Look below for the line holding "Target: man's beard" and the line holding "Tag a single point on each instance of the wooden". Transcribe exactly those lines and all lines between them, nothing more.

Natural-language object grounding data
· · · · ·

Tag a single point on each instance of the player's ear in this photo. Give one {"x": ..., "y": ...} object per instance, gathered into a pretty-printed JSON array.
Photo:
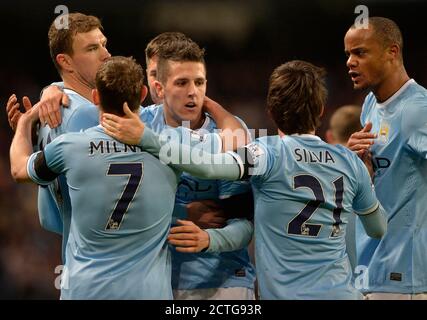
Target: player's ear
[
  {"x": 95, "y": 97},
  {"x": 64, "y": 61},
  {"x": 394, "y": 50},
  {"x": 159, "y": 89},
  {"x": 144, "y": 92},
  {"x": 322, "y": 111}
]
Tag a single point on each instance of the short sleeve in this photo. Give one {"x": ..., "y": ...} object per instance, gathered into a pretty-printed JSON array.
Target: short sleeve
[{"x": 365, "y": 201}]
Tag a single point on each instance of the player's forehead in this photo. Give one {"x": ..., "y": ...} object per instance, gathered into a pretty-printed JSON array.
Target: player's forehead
[
  {"x": 152, "y": 62},
  {"x": 186, "y": 70},
  {"x": 83, "y": 39}
]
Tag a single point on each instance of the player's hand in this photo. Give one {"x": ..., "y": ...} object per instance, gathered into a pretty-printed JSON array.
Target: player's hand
[
  {"x": 13, "y": 112},
  {"x": 206, "y": 214},
  {"x": 187, "y": 237},
  {"x": 32, "y": 112},
  {"x": 128, "y": 129},
  {"x": 50, "y": 106},
  {"x": 367, "y": 160},
  {"x": 209, "y": 104},
  {"x": 361, "y": 141}
]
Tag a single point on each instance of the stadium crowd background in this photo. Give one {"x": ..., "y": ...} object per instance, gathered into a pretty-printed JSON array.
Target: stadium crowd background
[{"x": 245, "y": 40}]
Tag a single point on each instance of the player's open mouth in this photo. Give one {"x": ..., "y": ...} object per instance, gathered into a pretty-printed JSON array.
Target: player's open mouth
[{"x": 354, "y": 75}]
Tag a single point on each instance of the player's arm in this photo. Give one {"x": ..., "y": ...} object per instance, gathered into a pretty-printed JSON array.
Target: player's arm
[
  {"x": 233, "y": 134},
  {"x": 13, "y": 112},
  {"x": 361, "y": 141},
  {"x": 51, "y": 101},
  {"x": 375, "y": 222},
  {"x": 21, "y": 147},
  {"x": 367, "y": 206},
  {"x": 214, "y": 214},
  {"x": 188, "y": 237}
]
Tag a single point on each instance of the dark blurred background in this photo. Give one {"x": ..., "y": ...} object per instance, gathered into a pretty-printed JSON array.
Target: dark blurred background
[{"x": 245, "y": 40}]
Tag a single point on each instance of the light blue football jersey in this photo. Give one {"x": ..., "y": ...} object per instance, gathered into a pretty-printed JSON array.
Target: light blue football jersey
[
  {"x": 117, "y": 247},
  {"x": 204, "y": 270},
  {"x": 305, "y": 191},
  {"x": 398, "y": 262},
  {"x": 53, "y": 200}
]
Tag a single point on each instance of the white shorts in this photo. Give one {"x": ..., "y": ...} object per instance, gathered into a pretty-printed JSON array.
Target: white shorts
[{"x": 234, "y": 293}]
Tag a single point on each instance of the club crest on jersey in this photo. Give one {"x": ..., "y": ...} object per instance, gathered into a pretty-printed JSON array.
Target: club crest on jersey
[
  {"x": 383, "y": 133},
  {"x": 254, "y": 150}
]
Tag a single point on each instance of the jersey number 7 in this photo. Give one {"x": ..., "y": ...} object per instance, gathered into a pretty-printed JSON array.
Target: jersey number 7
[{"x": 135, "y": 172}]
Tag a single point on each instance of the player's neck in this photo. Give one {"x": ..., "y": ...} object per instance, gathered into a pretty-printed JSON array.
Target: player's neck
[
  {"x": 194, "y": 124},
  {"x": 282, "y": 134},
  {"x": 391, "y": 85},
  {"x": 83, "y": 89}
]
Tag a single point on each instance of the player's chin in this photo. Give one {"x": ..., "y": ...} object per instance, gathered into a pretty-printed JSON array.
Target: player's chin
[{"x": 359, "y": 85}]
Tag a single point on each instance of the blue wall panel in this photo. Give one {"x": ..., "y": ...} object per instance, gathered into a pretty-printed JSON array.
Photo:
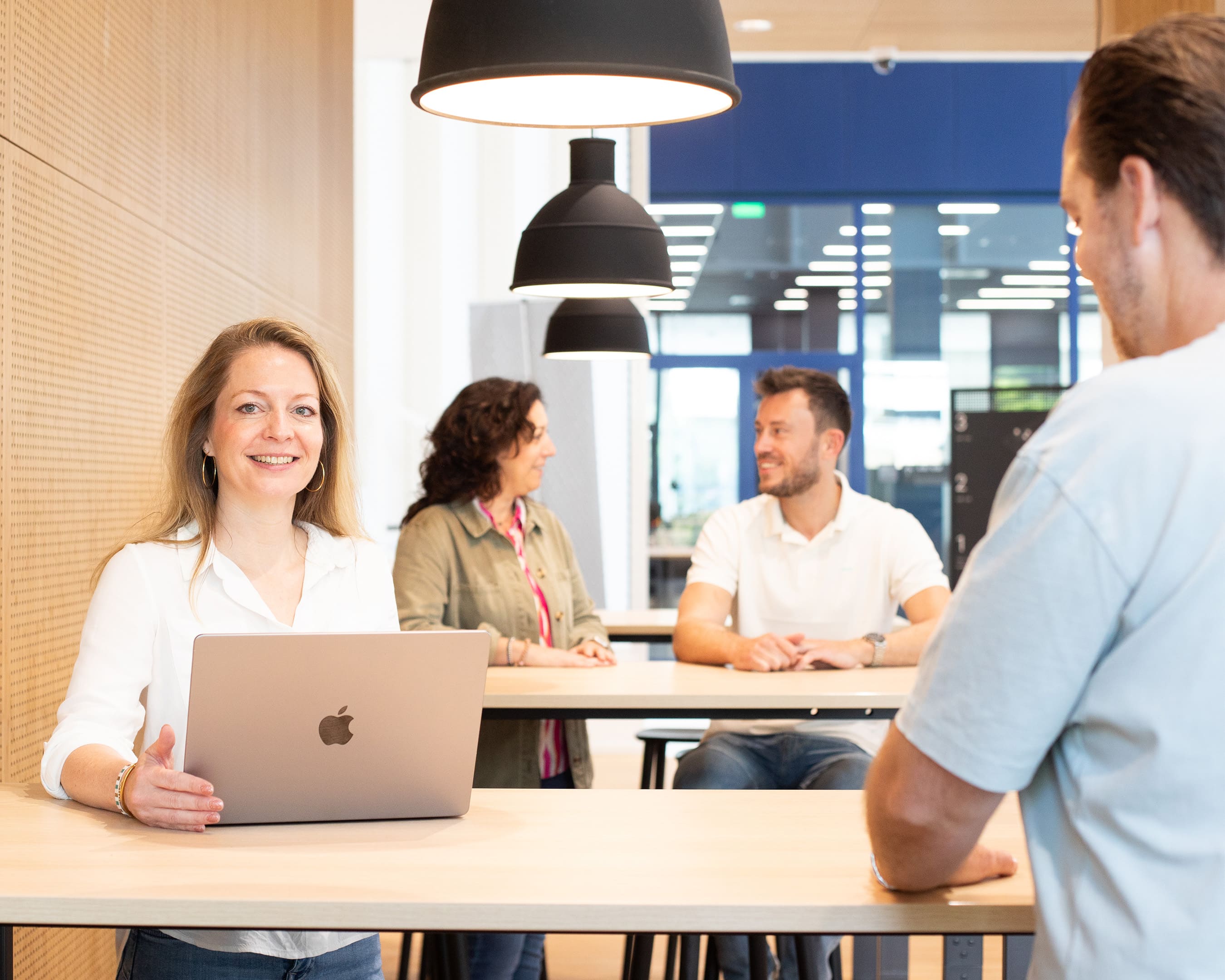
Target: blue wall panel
[
  {"x": 810, "y": 132},
  {"x": 793, "y": 132},
  {"x": 902, "y": 127},
  {"x": 1011, "y": 124}
]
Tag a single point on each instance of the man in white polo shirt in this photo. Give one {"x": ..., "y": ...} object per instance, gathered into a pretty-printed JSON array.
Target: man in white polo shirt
[{"x": 813, "y": 575}]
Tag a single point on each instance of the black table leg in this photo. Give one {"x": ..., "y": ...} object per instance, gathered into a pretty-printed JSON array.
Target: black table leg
[
  {"x": 691, "y": 945},
  {"x": 963, "y": 958},
  {"x": 759, "y": 957},
  {"x": 671, "y": 962},
  {"x": 406, "y": 953},
  {"x": 711, "y": 970},
  {"x": 456, "y": 953},
  {"x": 640, "y": 961},
  {"x": 1017, "y": 953},
  {"x": 648, "y": 760}
]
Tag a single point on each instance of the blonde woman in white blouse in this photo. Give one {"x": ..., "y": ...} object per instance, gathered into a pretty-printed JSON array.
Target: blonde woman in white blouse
[{"x": 256, "y": 532}]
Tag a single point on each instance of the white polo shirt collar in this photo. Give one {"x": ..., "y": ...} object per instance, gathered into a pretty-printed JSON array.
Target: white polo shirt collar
[{"x": 848, "y": 506}]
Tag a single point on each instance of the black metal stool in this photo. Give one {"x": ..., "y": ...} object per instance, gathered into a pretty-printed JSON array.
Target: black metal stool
[
  {"x": 655, "y": 751},
  {"x": 444, "y": 957},
  {"x": 655, "y": 756}
]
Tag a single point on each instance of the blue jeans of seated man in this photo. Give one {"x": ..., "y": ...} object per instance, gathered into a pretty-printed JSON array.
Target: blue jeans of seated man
[
  {"x": 151, "y": 955},
  {"x": 511, "y": 956},
  {"x": 788, "y": 760}
]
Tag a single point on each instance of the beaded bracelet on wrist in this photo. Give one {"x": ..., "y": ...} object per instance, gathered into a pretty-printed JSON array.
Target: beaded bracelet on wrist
[{"x": 119, "y": 789}]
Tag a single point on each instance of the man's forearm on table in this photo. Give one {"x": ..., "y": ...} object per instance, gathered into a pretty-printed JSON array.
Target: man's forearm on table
[
  {"x": 906, "y": 646},
  {"x": 699, "y": 642}
]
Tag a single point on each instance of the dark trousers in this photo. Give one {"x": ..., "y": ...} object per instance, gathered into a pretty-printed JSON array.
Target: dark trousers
[
  {"x": 511, "y": 956},
  {"x": 151, "y": 955},
  {"x": 788, "y": 760}
]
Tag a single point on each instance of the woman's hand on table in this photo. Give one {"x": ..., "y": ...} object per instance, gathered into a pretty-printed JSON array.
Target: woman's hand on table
[
  {"x": 161, "y": 797},
  {"x": 597, "y": 652},
  {"x": 588, "y": 653}
]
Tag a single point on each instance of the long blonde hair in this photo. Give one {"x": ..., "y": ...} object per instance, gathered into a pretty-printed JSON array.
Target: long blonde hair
[{"x": 184, "y": 499}]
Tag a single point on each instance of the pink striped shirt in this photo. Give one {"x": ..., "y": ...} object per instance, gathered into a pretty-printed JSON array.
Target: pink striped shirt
[{"x": 554, "y": 759}]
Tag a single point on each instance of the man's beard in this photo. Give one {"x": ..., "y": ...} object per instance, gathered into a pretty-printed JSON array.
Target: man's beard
[
  {"x": 1121, "y": 296},
  {"x": 805, "y": 478}
]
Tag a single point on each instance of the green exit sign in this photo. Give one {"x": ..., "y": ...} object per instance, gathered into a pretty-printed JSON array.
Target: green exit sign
[{"x": 749, "y": 210}]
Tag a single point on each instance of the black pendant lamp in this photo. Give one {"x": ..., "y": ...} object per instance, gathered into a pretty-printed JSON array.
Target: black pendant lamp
[
  {"x": 592, "y": 239},
  {"x": 576, "y": 63},
  {"x": 597, "y": 330}
]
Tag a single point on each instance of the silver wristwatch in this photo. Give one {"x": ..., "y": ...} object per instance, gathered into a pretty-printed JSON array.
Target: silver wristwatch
[{"x": 877, "y": 642}]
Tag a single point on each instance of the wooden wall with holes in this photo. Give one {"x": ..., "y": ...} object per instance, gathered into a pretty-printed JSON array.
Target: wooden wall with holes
[{"x": 167, "y": 168}]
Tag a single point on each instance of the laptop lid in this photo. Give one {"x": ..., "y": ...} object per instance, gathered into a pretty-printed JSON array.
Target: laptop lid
[{"x": 330, "y": 727}]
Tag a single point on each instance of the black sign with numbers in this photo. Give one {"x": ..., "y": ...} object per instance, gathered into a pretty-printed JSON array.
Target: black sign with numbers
[{"x": 990, "y": 426}]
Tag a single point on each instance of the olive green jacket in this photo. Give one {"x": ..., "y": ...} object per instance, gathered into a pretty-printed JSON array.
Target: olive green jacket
[{"x": 454, "y": 571}]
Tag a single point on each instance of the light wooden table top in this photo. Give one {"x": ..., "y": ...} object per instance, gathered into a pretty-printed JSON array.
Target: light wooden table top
[
  {"x": 661, "y": 689},
  {"x": 521, "y": 860}
]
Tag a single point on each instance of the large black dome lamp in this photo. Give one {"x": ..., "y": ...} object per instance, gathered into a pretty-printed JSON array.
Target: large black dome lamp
[
  {"x": 592, "y": 239},
  {"x": 576, "y": 63},
  {"x": 597, "y": 330}
]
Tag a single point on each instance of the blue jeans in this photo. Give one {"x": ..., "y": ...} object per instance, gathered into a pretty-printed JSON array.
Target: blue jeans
[
  {"x": 789, "y": 760},
  {"x": 151, "y": 955},
  {"x": 505, "y": 956},
  {"x": 511, "y": 956}
]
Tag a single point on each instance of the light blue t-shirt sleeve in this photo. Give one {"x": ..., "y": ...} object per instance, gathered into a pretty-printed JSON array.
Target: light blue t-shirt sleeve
[{"x": 1037, "y": 608}]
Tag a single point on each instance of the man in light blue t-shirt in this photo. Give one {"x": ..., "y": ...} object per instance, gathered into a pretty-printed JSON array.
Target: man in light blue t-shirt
[{"x": 1082, "y": 658}]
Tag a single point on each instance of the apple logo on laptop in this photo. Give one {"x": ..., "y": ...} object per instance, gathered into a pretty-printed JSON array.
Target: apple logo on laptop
[{"x": 335, "y": 729}]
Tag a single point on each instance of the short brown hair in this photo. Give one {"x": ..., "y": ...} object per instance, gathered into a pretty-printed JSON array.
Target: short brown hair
[
  {"x": 830, "y": 405},
  {"x": 1161, "y": 95}
]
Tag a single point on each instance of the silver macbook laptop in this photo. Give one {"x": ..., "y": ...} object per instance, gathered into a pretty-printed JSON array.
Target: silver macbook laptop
[{"x": 326, "y": 727}]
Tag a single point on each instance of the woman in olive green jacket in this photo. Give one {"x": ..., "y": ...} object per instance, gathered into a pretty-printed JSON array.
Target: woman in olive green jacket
[{"x": 475, "y": 553}]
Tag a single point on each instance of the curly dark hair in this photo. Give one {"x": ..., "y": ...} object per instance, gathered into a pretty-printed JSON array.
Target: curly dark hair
[{"x": 484, "y": 421}]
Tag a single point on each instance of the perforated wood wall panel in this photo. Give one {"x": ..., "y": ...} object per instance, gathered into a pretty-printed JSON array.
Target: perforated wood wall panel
[{"x": 166, "y": 169}]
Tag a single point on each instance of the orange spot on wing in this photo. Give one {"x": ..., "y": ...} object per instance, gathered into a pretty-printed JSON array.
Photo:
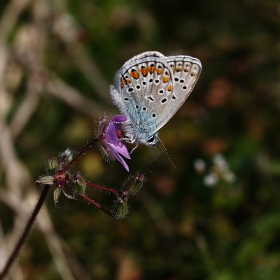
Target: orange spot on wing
[
  {"x": 159, "y": 71},
  {"x": 144, "y": 71},
  {"x": 134, "y": 74},
  {"x": 151, "y": 69},
  {"x": 125, "y": 82}
]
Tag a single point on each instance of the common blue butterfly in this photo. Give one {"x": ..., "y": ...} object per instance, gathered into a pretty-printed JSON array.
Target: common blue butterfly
[{"x": 149, "y": 89}]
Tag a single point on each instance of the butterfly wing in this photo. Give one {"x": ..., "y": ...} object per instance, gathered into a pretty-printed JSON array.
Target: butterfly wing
[{"x": 150, "y": 88}]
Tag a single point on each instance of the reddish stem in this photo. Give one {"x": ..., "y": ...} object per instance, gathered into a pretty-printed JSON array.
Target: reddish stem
[
  {"x": 97, "y": 205},
  {"x": 102, "y": 188}
]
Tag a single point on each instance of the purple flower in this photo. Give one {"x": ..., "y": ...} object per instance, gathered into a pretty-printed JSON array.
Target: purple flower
[{"x": 110, "y": 137}]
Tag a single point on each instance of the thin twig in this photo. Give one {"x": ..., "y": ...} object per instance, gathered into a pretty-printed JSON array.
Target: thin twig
[{"x": 25, "y": 233}]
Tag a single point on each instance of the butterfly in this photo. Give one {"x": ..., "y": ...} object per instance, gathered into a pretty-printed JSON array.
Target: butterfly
[{"x": 149, "y": 89}]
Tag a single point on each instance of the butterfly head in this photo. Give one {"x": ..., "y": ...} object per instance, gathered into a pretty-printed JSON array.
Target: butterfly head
[{"x": 149, "y": 141}]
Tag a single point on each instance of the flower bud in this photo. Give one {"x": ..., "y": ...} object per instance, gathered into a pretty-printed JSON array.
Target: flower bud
[
  {"x": 79, "y": 185},
  {"x": 56, "y": 194},
  {"x": 52, "y": 164}
]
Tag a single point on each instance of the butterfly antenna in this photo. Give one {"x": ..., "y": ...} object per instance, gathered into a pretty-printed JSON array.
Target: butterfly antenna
[
  {"x": 167, "y": 154},
  {"x": 152, "y": 159}
]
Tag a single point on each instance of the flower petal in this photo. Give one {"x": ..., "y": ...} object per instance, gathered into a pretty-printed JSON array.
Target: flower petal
[{"x": 121, "y": 149}]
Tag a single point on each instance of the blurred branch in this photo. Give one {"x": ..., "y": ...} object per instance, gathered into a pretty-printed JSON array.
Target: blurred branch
[
  {"x": 10, "y": 16},
  {"x": 25, "y": 110},
  {"x": 91, "y": 71},
  {"x": 72, "y": 97}
]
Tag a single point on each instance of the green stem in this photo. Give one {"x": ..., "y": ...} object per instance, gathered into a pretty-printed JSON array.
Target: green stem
[{"x": 25, "y": 233}]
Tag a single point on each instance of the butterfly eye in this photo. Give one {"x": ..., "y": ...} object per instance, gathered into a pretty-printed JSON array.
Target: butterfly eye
[{"x": 152, "y": 139}]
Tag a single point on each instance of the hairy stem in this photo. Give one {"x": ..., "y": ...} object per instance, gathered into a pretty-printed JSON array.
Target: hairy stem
[
  {"x": 25, "y": 233},
  {"x": 96, "y": 205},
  {"x": 102, "y": 188},
  {"x": 80, "y": 153}
]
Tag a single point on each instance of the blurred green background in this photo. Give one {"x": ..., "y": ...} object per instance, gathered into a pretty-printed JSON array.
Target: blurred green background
[{"x": 215, "y": 216}]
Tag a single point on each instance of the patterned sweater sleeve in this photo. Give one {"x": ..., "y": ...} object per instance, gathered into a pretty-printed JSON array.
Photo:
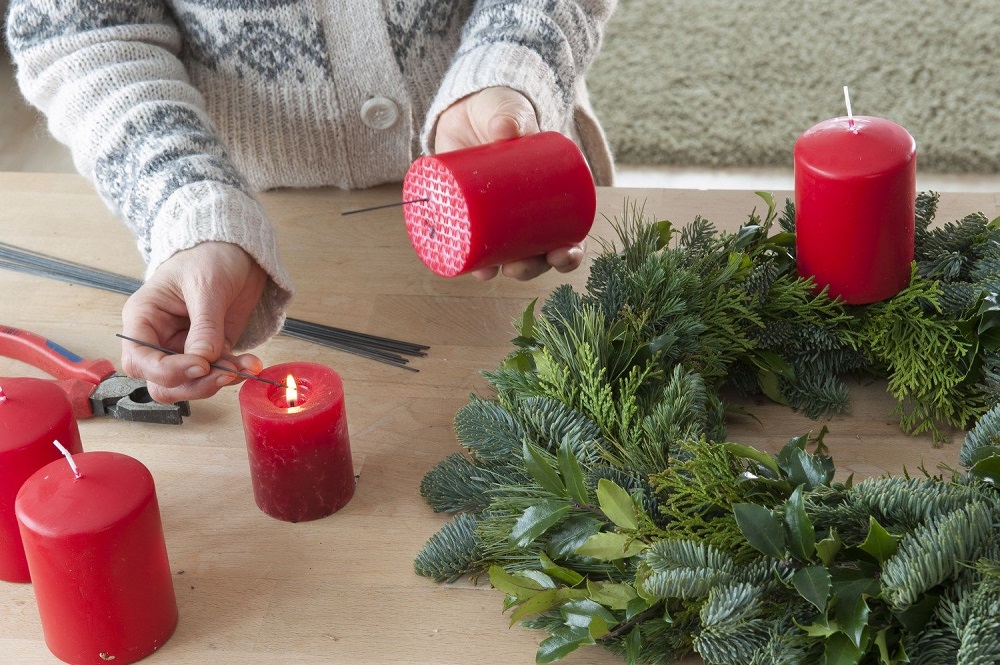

· · · · ·

SOLUTION BELOW:
Target: man's beard
[
  {"x": 1121, "y": 296},
  {"x": 805, "y": 478}
]
Tag a single point on each instance of the green exit sign in this photo. Give one {"x": ..., "y": ...} object per instance, gathered into a pretty-printed JSON array.
Target: green exit sign
[{"x": 749, "y": 210}]
Tag a single point on each instance of the black pendant lamp in this photo. Give one {"x": ..., "y": ...} object per instance, gathered into a pretty-printed JSON array.
Target: black pendant lamp
[
  {"x": 592, "y": 239},
  {"x": 576, "y": 63},
  {"x": 597, "y": 330}
]
Tag a single point on each instance of the silver wristwatch in this photo. Give one {"x": ..., "y": ...} object per instance, gathered into a pretty-printed JSON array.
Target: silver wristwatch
[{"x": 877, "y": 642}]
Tag a single point on each instance of the wooden wall with holes in this photo. Give one {"x": ..., "y": ...} object per instance, gathered into a pretty-printed JSON array.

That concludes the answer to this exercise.